**WORK REQUEST:** The records are to be copied in their entirety, exactly as given.

-- MATERIAL TO PROCESS follows --

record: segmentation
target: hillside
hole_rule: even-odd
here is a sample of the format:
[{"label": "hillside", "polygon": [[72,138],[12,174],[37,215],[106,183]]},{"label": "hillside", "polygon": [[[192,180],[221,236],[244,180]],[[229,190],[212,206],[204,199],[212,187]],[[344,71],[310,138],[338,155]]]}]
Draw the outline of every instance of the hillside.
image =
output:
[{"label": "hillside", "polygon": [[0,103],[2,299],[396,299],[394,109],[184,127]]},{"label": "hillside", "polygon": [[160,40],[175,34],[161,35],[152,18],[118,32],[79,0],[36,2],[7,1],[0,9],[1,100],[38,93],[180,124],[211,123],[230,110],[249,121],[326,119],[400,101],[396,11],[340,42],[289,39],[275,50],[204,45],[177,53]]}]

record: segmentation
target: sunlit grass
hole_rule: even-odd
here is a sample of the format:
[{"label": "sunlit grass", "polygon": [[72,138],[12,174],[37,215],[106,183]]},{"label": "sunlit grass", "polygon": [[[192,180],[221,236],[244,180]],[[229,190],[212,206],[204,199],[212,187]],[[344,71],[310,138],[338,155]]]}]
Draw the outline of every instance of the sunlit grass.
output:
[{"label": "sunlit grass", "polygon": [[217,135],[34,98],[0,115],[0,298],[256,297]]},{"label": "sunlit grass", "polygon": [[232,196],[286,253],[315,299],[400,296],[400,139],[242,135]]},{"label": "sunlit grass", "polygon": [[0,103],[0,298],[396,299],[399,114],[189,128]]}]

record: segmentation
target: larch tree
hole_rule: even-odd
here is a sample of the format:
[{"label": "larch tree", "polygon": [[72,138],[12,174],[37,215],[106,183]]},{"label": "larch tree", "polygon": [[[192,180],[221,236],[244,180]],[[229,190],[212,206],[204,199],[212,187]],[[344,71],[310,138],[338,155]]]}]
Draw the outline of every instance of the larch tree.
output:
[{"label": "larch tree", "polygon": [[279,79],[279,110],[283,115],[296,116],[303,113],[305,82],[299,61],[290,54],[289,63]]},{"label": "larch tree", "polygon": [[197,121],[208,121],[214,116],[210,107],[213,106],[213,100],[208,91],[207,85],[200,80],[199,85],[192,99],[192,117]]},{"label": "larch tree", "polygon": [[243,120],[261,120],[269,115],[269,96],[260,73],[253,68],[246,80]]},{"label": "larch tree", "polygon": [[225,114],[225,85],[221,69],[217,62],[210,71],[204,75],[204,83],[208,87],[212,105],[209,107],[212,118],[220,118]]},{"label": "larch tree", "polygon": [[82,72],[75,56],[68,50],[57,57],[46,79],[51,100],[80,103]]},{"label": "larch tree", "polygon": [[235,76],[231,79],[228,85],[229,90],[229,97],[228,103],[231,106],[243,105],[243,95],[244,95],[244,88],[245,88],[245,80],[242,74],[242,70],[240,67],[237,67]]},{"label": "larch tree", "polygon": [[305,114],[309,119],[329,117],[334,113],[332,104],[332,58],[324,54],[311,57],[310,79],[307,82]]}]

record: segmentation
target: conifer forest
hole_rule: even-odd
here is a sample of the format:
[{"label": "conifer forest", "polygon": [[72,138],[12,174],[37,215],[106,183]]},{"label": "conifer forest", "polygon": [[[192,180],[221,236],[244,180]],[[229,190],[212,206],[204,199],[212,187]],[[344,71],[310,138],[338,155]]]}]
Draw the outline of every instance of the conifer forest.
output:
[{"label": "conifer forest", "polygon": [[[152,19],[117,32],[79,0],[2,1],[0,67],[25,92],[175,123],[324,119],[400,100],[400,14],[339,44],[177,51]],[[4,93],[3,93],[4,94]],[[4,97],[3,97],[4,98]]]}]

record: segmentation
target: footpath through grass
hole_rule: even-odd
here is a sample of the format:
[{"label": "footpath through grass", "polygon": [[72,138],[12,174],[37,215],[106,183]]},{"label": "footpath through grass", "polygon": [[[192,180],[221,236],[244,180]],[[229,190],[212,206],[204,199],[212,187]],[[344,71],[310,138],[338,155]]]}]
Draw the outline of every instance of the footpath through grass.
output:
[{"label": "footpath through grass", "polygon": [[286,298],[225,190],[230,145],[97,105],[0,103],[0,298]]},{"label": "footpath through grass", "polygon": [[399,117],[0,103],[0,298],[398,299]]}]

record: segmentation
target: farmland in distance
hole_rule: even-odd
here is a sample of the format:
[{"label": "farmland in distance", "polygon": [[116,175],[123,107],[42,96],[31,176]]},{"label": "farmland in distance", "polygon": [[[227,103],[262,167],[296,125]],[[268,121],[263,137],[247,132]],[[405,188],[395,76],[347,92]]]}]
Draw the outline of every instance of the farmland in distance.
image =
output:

-- MATERIAL TO PROCESS concluded --

**RESULT OF THE EXERCISE:**
record: segmentation
target: hillside
hole_rule: even-odd
here is a sample of the format:
[{"label": "hillside", "polygon": [[72,138],[12,174],[37,215],[106,183]]},{"label": "hillside", "polygon": [[[192,180],[221,236],[244,180]],[[229,190],[212,206],[204,199],[212,187]],[[344,71],[310,138],[338,155]]]}]
Draw the outline of every instance of the hillside.
image =
output:
[{"label": "hillside", "polygon": [[0,103],[2,299],[396,299],[394,109],[184,127]]},{"label": "hillside", "polygon": [[160,40],[175,34],[161,35],[152,18],[118,32],[79,0],[36,2],[7,1],[0,9],[1,100],[38,93],[180,124],[211,123],[230,110],[249,121],[326,119],[400,101],[396,11],[340,42],[289,39],[275,50],[204,45],[177,53]]}]

record: segmentation
target: sunlit grass
hole_rule: even-odd
here is a sample of the format:
[{"label": "sunlit grass", "polygon": [[72,138],[12,174],[37,215],[106,183]]},{"label": "sunlit grass", "polygon": [[[192,180],[221,236],[244,180]],[[229,190],[212,206],[204,199],[212,187]],[[344,71],[310,138],[338,155]]]}]
Draw the outline of every instance of the sunlit grass.
output:
[{"label": "sunlit grass", "polygon": [[217,135],[34,98],[0,115],[0,298],[256,297]]},{"label": "sunlit grass", "polygon": [[232,196],[286,253],[315,299],[400,296],[400,139],[242,135]]},{"label": "sunlit grass", "polygon": [[0,103],[0,298],[396,299],[399,114],[189,128]]}]

record: segmentation
target: larch tree
hole_rule: even-odd
here is a sample of the format:
[{"label": "larch tree", "polygon": [[72,138],[12,174],[37,215],[106,183]]},{"label": "larch tree", "polygon": [[[192,180],[221,236],[244,180]],[[229,190],[212,206],[204,199],[212,187]],[[344,71],[310,138],[338,155]]]}]
Draw the outline of every instance of the larch tree.
output:
[{"label": "larch tree", "polygon": [[279,79],[279,110],[283,115],[296,116],[303,113],[305,82],[299,61],[290,54],[289,63]]},{"label": "larch tree", "polygon": [[197,121],[208,121],[214,116],[210,107],[213,106],[213,100],[208,91],[207,85],[200,80],[199,85],[192,99],[192,117]]},{"label": "larch tree", "polygon": [[243,120],[261,120],[269,115],[269,96],[260,73],[253,68],[246,80]]},{"label": "larch tree", "polygon": [[225,114],[225,85],[221,69],[217,62],[210,71],[204,75],[204,83],[208,87],[212,105],[209,107],[212,118],[220,118]]},{"label": "larch tree", "polygon": [[82,72],[75,56],[68,50],[57,57],[46,79],[51,100],[80,103]]},{"label": "larch tree", "polygon": [[235,76],[231,79],[228,85],[229,90],[229,97],[228,103],[231,106],[243,105],[243,95],[244,95],[244,88],[245,88],[245,80],[242,74],[242,70],[240,67],[237,67]]},{"label": "larch tree", "polygon": [[305,114],[309,119],[329,117],[334,113],[332,104],[332,58],[324,54],[311,57],[310,79],[307,82]]}]

record: segmentation
target: conifer forest
hole_rule: even-odd
here is a sample of the format:
[{"label": "conifer forest", "polygon": [[72,138],[12,174],[37,215],[106,183]]},{"label": "conifer forest", "polygon": [[[192,180],[221,236],[244,180]],[[229,190],[212,206],[204,199],[212,187]],[[344,71],[310,138],[338,155]]]}]
Draw the outline of every instance of the conifer forest.
output:
[{"label": "conifer forest", "polygon": [[[152,19],[117,32],[79,0],[2,1],[0,67],[25,92],[175,123],[324,119],[400,100],[400,14],[339,44],[177,51]],[[4,93],[3,93],[4,94]],[[4,97],[3,97],[4,98]]]}]

record: segmentation
target: footpath through grass
hole_rule: even-odd
here is a sample of the format:
[{"label": "footpath through grass", "polygon": [[72,138],[12,174],[37,215],[106,183]]},{"label": "footpath through grass", "polygon": [[[192,180],[221,236],[244,180]],[[229,190],[212,206],[204,199],[212,187]],[[344,71],[310,138],[338,155]]]}]
Draw the outline of every instance of the footpath through grass.
output:
[{"label": "footpath through grass", "polygon": [[286,298],[225,190],[230,145],[97,105],[0,103],[0,298]]},{"label": "footpath through grass", "polygon": [[399,117],[0,103],[0,298],[398,299]]}]

record: segmentation
target: farmland in distance
hole_rule: even-odd
here is a sample of the format:
[{"label": "farmland in distance", "polygon": [[116,175],[123,107],[42,96],[31,176]]},{"label": "farmland in distance", "polygon": [[[227,103],[262,167],[296,125]],[[268,121],[263,137],[247,132]],[[405,188],[395,76],[347,92]]]}]
Draw the outline of every instance of the farmland in distance.
image =
output:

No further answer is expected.